## WHAT IS EXPECTED
Set down the records below in full, exactly as they read.

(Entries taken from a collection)
=-=-=

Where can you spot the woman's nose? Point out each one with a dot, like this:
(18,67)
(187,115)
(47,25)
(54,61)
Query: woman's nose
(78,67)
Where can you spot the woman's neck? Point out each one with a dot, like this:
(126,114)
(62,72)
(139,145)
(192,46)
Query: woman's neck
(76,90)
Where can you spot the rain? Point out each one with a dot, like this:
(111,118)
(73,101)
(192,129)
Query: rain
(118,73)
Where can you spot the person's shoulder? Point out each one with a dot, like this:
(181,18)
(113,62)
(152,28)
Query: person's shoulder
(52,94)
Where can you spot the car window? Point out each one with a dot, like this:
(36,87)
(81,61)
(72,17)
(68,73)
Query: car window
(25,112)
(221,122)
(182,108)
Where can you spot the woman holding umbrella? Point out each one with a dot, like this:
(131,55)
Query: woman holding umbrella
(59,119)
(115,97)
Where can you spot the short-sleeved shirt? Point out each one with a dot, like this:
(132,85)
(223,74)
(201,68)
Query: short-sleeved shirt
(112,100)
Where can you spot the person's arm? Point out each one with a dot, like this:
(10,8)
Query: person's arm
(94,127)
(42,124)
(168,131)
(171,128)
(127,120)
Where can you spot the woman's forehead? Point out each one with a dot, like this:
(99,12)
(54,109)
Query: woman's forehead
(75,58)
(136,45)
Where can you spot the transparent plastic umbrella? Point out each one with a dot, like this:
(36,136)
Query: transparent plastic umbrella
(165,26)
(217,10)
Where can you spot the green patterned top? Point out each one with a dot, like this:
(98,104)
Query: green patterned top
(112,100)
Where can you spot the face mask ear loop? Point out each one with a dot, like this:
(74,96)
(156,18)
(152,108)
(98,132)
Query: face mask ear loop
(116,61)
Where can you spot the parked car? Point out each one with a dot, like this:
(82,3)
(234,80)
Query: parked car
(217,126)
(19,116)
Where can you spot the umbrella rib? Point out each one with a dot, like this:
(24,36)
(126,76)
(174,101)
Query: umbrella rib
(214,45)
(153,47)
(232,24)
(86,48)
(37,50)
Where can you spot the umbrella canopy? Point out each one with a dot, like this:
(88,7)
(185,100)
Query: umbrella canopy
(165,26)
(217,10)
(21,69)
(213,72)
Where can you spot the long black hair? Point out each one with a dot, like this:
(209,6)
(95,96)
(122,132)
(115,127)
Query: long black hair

=-=-=

## EXERCISE SOLUTION
Where can you spot the woman's nose? Point out each one with a dot, like this:
(18,67)
(187,115)
(47,25)
(54,61)
Query: woman's nose
(78,67)
Where can you spot the woman's neck? Point out each one with a dot, like this:
(126,114)
(62,72)
(139,145)
(192,46)
Query: woman's neck
(76,90)
Where can you spot the rain? Point out each one with a dot, like this:
(111,118)
(73,101)
(192,129)
Query: rain
(118,73)
Where can you spot the person's shoulder? Point out each one with a dot, like this:
(181,18)
(113,62)
(152,28)
Query: person's shoulder
(52,94)
Where can you spot the car window? Point out each one with a dot, like this:
(36,87)
(81,61)
(72,17)
(68,73)
Query: car window
(25,112)
(221,122)
(182,108)
Where can you spot the woman holding umbrella? Point out each one with a dot, like this:
(131,55)
Query: woman holding umbrella
(59,119)
(115,97)
Where can you spot the short-sleeved shirt? Point out each one with a dot, like this:
(132,85)
(223,74)
(201,68)
Query: short-sleeved shirt
(112,100)
Where can you spot the person's arm? Point out each one with a dot, like this:
(10,8)
Query: person's arm
(94,127)
(42,124)
(168,131)
(171,128)
(127,120)
Where can you spot the woman's forehead? Point out each one with a dot, like this:
(99,12)
(54,109)
Query: woman's forehead
(75,58)
(136,45)
Where can you spot the transparent plastic umbrella? Point out each one with a dot, like this:
(36,136)
Query: transparent plastic umbrella
(165,26)
(217,10)
Where can you spot the green patterned top? Point out each one with a dot, like this:
(98,104)
Query: green patterned top
(112,100)
Where can you spot the face mask ear loop? Point out each one with a dot, like this:
(74,96)
(156,18)
(152,108)
(98,132)
Query: face mask ear loop
(116,61)
Where can you spot the parked car? Point out each one with a dot, like this:
(82,3)
(234,80)
Query: parked car
(217,126)
(19,116)
Where can you spot the umbrella rib? Point out each one with a dot, like this:
(24,36)
(126,76)
(174,101)
Query: umbrella rib
(214,45)
(153,47)
(232,24)
(86,48)
(37,50)
Where can you spot the umbrella canopy? Point out each one with a dot, like this:
(88,7)
(185,100)
Query: umbrella canopy
(165,26)
(217,10)
(21,69)
(213,72)
Where can you spot the long black hair? Point out each one with a dot, like this:
(209,6)
(95,96)
(122,132)
(115,127)
Query: long black hair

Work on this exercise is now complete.